How to complete this task: What do the lines from the one containing "Query: marble pedestal base" through the end of the entries say? Quote them exactly, and only them.

Collected data:
====================
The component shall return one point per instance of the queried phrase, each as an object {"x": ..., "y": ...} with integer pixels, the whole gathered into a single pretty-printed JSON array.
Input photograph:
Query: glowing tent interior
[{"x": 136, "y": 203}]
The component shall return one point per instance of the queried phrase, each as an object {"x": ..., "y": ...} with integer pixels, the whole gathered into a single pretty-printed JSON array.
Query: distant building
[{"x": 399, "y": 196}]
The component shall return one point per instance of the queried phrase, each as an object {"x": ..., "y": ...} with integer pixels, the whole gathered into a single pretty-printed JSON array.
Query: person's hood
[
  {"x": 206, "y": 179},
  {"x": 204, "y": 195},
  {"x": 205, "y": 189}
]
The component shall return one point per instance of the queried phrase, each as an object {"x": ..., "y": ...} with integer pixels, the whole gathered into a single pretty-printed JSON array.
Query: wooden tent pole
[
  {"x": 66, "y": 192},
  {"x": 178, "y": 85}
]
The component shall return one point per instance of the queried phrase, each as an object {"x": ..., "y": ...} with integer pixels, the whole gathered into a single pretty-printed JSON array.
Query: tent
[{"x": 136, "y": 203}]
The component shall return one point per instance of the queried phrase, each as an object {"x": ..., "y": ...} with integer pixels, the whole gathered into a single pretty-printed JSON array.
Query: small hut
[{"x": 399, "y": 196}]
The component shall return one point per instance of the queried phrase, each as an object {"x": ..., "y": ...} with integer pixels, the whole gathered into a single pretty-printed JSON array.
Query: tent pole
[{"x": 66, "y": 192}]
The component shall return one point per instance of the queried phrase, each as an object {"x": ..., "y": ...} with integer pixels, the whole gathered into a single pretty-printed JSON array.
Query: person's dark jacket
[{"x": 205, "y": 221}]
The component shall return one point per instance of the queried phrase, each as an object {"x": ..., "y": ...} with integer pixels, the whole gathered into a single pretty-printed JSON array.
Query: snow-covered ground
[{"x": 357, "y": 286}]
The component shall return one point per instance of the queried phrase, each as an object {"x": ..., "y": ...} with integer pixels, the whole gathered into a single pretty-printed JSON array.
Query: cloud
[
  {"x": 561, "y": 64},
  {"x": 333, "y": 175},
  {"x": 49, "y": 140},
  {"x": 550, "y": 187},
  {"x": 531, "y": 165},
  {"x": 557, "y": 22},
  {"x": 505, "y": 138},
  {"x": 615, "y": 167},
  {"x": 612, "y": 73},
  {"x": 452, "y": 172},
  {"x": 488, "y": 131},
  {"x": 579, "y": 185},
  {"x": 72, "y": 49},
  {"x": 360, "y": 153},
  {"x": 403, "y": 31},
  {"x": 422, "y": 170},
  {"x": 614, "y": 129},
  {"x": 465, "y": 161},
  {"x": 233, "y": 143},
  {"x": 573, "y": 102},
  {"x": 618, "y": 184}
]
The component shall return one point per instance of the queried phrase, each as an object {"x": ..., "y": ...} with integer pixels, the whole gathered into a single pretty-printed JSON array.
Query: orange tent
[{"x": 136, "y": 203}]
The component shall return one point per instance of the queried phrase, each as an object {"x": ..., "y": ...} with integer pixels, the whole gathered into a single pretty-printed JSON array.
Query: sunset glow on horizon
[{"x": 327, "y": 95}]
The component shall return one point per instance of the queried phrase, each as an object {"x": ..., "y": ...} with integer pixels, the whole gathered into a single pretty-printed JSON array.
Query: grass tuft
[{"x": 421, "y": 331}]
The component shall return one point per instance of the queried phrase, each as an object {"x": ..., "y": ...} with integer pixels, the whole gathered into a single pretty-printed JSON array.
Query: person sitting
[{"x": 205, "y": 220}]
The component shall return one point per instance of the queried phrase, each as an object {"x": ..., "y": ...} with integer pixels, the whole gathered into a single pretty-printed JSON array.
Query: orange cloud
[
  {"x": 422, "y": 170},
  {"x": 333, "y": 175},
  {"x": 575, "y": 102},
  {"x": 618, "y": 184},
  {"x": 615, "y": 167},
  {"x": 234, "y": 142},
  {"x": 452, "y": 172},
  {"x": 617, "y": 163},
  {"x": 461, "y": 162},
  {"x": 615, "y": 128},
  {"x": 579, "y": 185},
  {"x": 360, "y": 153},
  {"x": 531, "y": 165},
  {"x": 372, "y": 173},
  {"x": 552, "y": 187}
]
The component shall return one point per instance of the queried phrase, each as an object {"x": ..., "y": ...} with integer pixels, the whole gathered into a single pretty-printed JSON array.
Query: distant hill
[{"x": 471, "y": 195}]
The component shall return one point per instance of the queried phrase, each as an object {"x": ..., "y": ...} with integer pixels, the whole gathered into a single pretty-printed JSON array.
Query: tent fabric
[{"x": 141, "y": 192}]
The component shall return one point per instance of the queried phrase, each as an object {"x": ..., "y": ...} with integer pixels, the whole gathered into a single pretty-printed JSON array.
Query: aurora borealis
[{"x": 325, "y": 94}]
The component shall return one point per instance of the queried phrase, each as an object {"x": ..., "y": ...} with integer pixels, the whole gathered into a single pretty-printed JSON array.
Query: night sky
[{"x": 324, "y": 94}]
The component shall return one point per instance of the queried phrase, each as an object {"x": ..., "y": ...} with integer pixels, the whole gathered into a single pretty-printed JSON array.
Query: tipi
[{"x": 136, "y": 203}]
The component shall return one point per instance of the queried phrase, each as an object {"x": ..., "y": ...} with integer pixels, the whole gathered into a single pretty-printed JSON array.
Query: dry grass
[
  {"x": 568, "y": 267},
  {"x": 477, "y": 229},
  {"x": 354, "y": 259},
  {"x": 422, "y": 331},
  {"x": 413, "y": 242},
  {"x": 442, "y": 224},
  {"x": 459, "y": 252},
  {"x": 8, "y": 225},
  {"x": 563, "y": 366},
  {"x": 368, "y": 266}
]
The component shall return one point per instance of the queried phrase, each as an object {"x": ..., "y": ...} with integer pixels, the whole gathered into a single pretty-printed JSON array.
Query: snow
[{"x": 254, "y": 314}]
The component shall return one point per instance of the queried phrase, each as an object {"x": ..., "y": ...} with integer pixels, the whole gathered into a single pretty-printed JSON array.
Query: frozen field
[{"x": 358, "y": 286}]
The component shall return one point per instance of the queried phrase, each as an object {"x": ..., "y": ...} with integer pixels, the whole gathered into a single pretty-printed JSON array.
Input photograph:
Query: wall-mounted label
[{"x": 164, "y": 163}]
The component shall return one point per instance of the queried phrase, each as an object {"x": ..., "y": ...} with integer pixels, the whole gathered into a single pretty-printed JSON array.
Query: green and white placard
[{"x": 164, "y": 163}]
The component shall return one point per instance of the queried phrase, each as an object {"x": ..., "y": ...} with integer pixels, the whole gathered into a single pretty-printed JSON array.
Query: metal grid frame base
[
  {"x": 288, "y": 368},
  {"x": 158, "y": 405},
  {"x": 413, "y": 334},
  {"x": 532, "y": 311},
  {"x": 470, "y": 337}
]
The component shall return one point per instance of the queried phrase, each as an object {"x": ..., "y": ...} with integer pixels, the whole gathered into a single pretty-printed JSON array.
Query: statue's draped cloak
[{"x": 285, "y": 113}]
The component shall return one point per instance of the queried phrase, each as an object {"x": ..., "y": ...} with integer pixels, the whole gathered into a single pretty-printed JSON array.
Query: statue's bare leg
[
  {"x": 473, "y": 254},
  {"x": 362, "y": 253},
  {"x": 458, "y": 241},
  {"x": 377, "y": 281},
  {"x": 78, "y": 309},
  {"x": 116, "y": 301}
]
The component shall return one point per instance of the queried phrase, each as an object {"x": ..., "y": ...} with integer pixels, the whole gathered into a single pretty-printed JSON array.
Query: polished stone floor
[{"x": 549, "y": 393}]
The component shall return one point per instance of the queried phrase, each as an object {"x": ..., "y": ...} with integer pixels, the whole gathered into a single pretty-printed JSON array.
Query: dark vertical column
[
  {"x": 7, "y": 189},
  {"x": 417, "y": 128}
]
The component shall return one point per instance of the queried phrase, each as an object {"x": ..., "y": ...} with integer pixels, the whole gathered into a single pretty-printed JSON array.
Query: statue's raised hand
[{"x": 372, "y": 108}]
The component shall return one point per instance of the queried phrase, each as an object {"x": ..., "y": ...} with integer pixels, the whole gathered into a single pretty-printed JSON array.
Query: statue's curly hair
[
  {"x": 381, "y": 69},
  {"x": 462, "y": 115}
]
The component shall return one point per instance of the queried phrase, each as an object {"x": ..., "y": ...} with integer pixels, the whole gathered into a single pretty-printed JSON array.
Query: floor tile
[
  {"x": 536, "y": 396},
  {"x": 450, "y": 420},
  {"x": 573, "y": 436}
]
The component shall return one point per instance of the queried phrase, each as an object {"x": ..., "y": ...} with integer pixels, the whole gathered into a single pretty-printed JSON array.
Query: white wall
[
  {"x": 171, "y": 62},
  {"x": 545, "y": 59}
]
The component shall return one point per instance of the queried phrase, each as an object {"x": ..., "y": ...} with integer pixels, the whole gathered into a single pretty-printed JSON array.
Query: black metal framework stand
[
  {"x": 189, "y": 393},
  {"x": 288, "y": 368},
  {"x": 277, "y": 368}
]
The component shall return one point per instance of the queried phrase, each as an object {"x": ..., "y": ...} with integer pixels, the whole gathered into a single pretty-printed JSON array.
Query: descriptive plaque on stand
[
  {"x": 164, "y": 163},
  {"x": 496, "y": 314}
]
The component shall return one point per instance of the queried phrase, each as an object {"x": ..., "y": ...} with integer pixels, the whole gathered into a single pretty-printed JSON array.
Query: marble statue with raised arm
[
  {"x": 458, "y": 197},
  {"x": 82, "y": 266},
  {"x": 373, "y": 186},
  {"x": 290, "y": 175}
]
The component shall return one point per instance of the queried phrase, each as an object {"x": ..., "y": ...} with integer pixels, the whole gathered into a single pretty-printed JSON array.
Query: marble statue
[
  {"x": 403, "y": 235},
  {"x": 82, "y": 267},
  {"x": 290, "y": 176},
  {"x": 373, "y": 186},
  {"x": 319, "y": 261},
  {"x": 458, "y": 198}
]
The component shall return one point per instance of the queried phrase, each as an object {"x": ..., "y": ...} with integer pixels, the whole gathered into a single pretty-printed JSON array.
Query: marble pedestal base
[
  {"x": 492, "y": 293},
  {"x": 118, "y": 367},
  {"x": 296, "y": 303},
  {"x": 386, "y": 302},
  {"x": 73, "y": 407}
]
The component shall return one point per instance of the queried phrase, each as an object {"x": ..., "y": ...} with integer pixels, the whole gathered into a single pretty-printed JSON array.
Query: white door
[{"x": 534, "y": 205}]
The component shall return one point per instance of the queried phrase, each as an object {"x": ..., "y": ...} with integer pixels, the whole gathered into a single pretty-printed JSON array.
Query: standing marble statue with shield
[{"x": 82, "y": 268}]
====================
Solution:
Query: marble pedestal base
[
  {"x": 492, "y": 293},
  {"x": 118, "y": 367},
  {"x": 296, "y": 303},
  {"x": 386, "y": 302},
  {"x": 73, "y": 407}
]
The component shall return one point per instance of the queried phrase, each as an object {"x": ..., "y": ...} with integer pixels, the whole gathered into a single pretty-printed JSON array.
Query: white door
[{"x": 534, "y": 205}]
The component shall return one point per instance of the queried phrase, each as an object {"x": ..., "y": ...} with integer pixels, the whole gathered into a single pretty-printed JSON array.
Query: standing marble statue with shield
[{"x": 82, "y": 268}]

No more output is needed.